Für Rita García ist das Teil der prekären Realität der Hafenstadt, die sie zu lindern sucht. Jeden Tag liefert das christliche Zentrum für Reflexion und Dialog (CCRD), dem sie als Direktorin vorsteht, 120 Mahlzeiten auf Rädern aus, um alleinstehende Rent­ne­r:in­nen zu versorgen. „Der Bedarf ist immens, denn die Auswanderung ist in Kuba eines der omnipräsenten Themen“, sagt García. „Die Jungen gehen, die Alten bleiben und das haben auch wir hier am CCRD zu spüren bekommen. Viele Mit­ar­bei­te­r:in­nen emigrierten, wir mussten uns fast vollkommen neu organisieren.“

Auswanderung aus Perspektivlosigkeit prägt die Insel seit dem November 2021. Überalterung ist ein immer sichtbareres Phänomen und es dämpft die Zukunftsperspektiven der Inselökonomie, so Omar Everleny Pérez. Er lebt in Miramar, einem Stadtteil der Hauptstadt Havanna, und analysiert die volkswirtschaftliche Situation auf der Insel. Lange war Pérez leitender Wissenschaftler am Studienzentrum der kubanischen Wirtschaft (CEEC), seit ein paar Jahren ist er für externe Universitäten und Medien im Einsatz. „2022 und 2023 sind vorläufigen Zahlen zufolge rund 500.000 Kubaner und Kubanerinnen ausgewandert – fast alle jung, gut ausgebildet und auf der Suche nach Perspektiven“, sagt Pérez.

Perspektiven sehen viele auf der Insel nicht mehr, wo der Mangel an allen Ecken und Enden kaum zu übersehen ist. „No hay“ – auf Deutsch: „gibt es nicht“ – steht in Kuba immer wieder auf aushängenden Pappschildern, ob an Tankstellen, im Lebensmittelladen an der Ecke oder im Supermarkt. Die Regierung von Präsident Miguel Díaz-Canel, der jüngst im befreundeten Iran weilte und auf neue Kredite hofft, vertröstet stoisch auf bessere Zeiten. Das macht viele mürbe. Beleg dafür ist, so Omar Everleny Pérez, dass die Menschen anders als früher ohne Rückflugticket gehen. „Wer auswandert, versilbert derzeit alles für den Neustart in den USA oder anderswo.“ In den Vereinigten Staaten kamen allein im Oktober dieses Jahres mehr als 18.000 Ku­ba­ne­r:in­nen an, so die US-Behörden.

********

### ZU ERLEDIGENDE AUFGABEN
[1] Nenne alle Personen, die im Text über die Auswanderung aus Kuba mit Namen erwähnt werden.
[2] Führe den Text über die Auswanderung aus Kuba im Anschluss an seinen letzten Satz weiter.
Für die Bearbeitung werden die Datensätze nicht gebraucht.

### VORLIEGENDE DATENSÄTZE
********

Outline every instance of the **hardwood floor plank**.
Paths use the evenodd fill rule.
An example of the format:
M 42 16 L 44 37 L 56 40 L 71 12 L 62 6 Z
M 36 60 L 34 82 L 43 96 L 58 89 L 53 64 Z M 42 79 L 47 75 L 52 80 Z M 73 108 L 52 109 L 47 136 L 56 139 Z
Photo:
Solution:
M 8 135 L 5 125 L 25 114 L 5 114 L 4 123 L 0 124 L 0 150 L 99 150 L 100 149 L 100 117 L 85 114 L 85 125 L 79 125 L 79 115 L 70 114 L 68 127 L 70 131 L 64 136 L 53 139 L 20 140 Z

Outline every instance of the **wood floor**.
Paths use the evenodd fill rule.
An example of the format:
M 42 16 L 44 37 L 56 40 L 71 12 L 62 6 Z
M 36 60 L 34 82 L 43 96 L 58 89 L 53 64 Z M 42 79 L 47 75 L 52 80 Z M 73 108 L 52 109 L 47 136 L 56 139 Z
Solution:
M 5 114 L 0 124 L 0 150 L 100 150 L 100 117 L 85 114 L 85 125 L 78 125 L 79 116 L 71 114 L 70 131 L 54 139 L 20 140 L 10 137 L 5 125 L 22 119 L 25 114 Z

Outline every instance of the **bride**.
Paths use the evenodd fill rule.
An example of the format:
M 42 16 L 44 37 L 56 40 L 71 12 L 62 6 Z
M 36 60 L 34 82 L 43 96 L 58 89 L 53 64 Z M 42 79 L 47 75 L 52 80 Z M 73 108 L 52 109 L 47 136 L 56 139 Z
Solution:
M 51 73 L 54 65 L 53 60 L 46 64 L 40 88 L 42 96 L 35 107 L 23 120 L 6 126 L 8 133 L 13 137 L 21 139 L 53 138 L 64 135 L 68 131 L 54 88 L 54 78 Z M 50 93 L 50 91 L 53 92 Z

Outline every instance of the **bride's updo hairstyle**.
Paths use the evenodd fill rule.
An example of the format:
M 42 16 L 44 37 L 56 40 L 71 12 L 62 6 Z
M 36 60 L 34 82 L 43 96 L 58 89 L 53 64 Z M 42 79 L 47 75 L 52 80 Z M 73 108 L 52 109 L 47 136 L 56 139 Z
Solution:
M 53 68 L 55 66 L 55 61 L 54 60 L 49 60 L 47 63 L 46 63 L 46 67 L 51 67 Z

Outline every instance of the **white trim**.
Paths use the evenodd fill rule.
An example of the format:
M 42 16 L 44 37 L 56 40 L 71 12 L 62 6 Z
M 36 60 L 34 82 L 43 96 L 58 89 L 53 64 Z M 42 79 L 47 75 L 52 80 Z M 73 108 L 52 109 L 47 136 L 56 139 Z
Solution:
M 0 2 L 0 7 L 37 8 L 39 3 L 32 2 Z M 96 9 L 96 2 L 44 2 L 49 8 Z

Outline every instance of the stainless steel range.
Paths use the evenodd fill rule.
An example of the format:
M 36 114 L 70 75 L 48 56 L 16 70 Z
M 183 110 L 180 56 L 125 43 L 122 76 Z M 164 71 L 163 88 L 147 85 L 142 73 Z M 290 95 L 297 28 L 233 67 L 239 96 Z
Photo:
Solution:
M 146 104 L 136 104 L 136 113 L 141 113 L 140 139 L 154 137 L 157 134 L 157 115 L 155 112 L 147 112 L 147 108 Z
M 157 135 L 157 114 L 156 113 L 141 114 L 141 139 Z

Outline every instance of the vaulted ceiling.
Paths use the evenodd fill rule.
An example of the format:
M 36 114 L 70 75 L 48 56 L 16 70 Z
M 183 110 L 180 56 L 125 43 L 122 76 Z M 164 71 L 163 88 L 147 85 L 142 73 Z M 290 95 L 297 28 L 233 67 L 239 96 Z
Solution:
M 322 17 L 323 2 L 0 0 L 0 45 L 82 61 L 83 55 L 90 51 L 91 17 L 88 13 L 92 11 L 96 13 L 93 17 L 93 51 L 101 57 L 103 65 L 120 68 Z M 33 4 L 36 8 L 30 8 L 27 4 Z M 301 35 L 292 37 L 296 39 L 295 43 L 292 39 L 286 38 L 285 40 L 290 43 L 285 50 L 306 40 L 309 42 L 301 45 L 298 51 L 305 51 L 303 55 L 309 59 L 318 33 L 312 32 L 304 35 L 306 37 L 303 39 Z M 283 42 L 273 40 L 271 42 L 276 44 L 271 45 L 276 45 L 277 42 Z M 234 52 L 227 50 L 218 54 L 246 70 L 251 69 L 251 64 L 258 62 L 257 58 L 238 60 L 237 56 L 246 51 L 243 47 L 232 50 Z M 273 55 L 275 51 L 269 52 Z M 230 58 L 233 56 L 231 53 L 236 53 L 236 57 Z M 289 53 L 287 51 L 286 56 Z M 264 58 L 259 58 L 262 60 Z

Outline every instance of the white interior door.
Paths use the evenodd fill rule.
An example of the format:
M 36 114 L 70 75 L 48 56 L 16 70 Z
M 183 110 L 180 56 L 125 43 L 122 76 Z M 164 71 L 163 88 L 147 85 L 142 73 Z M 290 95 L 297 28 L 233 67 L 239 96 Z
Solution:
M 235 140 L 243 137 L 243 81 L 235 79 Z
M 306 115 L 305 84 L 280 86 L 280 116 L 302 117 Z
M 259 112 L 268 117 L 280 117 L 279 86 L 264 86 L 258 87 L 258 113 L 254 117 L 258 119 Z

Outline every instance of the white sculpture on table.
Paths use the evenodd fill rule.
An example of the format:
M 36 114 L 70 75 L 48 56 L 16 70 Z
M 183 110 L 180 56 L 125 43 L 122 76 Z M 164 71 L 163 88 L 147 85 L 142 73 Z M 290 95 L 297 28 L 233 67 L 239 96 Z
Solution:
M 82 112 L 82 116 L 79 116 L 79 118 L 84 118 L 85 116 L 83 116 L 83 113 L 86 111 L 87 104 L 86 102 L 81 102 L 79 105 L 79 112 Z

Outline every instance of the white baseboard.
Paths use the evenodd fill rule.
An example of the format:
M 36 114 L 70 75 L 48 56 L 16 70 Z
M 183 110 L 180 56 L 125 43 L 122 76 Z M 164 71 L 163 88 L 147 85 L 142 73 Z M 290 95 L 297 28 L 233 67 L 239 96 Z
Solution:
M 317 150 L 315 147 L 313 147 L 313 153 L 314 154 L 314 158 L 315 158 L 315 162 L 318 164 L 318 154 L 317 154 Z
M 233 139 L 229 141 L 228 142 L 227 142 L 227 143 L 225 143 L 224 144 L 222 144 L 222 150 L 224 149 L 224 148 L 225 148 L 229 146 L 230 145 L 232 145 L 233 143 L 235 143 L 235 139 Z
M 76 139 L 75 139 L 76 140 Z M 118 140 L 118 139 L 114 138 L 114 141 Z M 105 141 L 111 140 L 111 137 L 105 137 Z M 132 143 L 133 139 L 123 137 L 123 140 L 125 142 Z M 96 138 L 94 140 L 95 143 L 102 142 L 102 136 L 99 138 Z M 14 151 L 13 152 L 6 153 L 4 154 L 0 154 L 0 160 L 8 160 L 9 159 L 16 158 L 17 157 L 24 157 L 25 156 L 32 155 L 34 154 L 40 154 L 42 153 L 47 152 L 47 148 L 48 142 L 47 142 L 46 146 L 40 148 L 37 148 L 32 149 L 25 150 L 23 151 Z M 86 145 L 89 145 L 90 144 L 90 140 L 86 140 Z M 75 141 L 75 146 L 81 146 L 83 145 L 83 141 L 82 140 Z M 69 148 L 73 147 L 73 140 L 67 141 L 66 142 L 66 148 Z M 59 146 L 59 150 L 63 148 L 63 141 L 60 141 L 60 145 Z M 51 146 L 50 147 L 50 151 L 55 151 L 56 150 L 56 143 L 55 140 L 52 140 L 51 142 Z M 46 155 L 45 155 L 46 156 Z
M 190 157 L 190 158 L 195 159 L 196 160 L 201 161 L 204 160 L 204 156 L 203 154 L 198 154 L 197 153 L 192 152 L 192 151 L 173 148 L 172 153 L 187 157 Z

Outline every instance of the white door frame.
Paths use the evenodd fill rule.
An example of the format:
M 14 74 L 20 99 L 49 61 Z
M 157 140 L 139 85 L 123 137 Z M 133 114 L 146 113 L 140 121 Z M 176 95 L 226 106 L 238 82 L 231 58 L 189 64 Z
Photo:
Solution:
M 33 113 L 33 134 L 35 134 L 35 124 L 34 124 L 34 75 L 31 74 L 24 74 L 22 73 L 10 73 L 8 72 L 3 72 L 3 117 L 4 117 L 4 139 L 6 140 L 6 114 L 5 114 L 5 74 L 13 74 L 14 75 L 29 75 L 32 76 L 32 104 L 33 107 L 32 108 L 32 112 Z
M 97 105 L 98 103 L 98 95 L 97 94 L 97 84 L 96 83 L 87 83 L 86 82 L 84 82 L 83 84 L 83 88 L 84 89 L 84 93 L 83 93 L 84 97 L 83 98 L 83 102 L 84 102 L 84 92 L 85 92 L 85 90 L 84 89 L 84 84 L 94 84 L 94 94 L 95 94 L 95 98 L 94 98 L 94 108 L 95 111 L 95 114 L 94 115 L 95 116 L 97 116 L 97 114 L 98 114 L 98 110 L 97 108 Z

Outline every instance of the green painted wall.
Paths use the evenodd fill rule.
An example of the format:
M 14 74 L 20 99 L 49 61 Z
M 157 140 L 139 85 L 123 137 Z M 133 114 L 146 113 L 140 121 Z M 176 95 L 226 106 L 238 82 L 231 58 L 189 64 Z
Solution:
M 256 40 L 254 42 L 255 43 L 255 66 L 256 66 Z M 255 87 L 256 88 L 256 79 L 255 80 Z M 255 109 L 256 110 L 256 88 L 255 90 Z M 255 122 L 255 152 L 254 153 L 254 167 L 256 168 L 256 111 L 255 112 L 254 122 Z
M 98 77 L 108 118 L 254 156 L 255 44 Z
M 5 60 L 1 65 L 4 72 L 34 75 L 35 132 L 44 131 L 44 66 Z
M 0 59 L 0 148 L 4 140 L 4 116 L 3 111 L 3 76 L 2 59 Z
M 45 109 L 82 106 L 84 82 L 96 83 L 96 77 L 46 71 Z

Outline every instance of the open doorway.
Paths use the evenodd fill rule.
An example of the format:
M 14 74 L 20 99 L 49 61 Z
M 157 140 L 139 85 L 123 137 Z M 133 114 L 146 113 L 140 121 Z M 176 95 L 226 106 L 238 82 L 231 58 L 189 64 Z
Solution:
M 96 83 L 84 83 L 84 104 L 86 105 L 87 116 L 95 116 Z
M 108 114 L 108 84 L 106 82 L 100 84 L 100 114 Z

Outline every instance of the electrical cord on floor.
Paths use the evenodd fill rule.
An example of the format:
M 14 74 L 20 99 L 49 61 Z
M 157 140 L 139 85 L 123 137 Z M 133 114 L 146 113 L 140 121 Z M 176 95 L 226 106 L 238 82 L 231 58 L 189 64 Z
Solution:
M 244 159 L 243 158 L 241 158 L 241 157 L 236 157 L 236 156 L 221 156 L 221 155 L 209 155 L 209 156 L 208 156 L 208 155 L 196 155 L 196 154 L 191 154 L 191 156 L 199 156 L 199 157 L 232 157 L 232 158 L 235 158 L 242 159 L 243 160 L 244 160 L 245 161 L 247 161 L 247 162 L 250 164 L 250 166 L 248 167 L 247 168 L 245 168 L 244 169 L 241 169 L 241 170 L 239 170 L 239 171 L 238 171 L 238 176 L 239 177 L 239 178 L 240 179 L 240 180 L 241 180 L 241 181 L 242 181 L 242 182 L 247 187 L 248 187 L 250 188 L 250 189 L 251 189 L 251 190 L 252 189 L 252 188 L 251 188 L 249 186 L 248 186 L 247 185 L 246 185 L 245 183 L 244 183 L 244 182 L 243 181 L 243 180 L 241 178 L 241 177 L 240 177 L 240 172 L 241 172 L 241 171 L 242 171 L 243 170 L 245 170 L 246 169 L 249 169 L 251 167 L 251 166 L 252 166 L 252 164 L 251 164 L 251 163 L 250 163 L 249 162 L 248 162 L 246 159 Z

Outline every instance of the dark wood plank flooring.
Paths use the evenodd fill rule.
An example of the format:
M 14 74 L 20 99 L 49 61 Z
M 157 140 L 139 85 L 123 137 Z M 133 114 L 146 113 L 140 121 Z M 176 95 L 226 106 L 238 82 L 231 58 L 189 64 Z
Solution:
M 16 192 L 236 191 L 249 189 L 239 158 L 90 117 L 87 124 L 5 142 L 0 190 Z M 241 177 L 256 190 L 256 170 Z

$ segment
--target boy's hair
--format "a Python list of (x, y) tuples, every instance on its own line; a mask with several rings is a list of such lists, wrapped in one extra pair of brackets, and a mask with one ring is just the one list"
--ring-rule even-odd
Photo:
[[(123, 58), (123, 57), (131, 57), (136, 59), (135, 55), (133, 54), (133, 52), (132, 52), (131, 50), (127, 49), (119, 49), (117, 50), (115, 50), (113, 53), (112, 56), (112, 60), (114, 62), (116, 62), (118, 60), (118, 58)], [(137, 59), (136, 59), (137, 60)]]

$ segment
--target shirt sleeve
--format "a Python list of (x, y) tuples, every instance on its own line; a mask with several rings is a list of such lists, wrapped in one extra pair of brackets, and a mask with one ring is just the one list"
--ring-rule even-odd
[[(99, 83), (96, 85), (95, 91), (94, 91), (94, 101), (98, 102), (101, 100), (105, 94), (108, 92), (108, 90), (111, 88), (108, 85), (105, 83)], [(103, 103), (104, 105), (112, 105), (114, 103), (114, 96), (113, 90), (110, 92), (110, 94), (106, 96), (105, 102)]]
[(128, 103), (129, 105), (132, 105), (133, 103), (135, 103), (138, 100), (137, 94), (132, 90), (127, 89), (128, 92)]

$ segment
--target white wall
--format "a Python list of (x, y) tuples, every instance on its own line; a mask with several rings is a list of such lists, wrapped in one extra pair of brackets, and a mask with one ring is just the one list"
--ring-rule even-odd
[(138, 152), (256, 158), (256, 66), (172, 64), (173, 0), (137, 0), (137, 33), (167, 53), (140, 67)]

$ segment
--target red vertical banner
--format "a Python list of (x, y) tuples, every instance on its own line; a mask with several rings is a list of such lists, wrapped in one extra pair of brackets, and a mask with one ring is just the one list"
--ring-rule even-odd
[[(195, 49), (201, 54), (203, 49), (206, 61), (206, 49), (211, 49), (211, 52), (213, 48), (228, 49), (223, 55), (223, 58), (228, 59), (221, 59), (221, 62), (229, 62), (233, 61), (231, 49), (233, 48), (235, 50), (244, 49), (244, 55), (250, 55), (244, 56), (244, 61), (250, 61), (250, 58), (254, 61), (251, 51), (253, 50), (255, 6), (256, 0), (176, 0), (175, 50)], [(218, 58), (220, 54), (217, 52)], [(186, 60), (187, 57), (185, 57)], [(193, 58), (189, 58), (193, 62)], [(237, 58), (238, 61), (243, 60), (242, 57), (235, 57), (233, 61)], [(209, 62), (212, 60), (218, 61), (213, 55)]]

********

### ANTWORTEN JE AUFGABE
[1] Rita García, Omar Everleny Pérez, Miguel Díaz-Canel

[2]
Der kubanische Traum vom Leben in den USA

Die werden meist durchgewunken, auch wenn der über Jahrzehnte geltende Sonderstatus für Menschen aus Kuba im Jahr 2017 durch Barack Obama eingeschränkt wurde. Am kubanischen Traum vom besseren Leben in den USA hat das nichts geändert. Dorthin emigrieren derzeit rund 80 Prozent, die restlichen 20 Prozent verteilen sich auf Länder wie Spanien, Panama, aber auch Russland oder Serbien, weil Ku­ba­ne­r:in­nen dort ohne Visum einreisen dürfen.

Auf der Insel, die ökonomisch weit vom Niveau vor der Coronapandemie entfernt ist, vertieft die Auswanderung die latente ökonomische Krise. Gerade einmal 1,7 Prozent Wachstum werden für 2023 erwartet, die Prognosen für 2024 sind nicht besser. Ein Grund ist, dass der Tourismus nicht wieder auf Touren kommt. Mit 3,5 Millionen Be­su­che­r:in­nen hat die Regierung in Havanna 2023 geplant. Doch es wurden nicht mehr als 2,2 bis 2,3 Millionen Tourist:in­nen. „Tourismus lässt sich nicht vom Rest der Wirtschaft abkoppeln. Wenn es überall an Benzin, an frischen Nahrungsmitteln fehlt, bekommt das auch der Tourismussektor zu spüren – meist indirekt“, so Everleny Pérez.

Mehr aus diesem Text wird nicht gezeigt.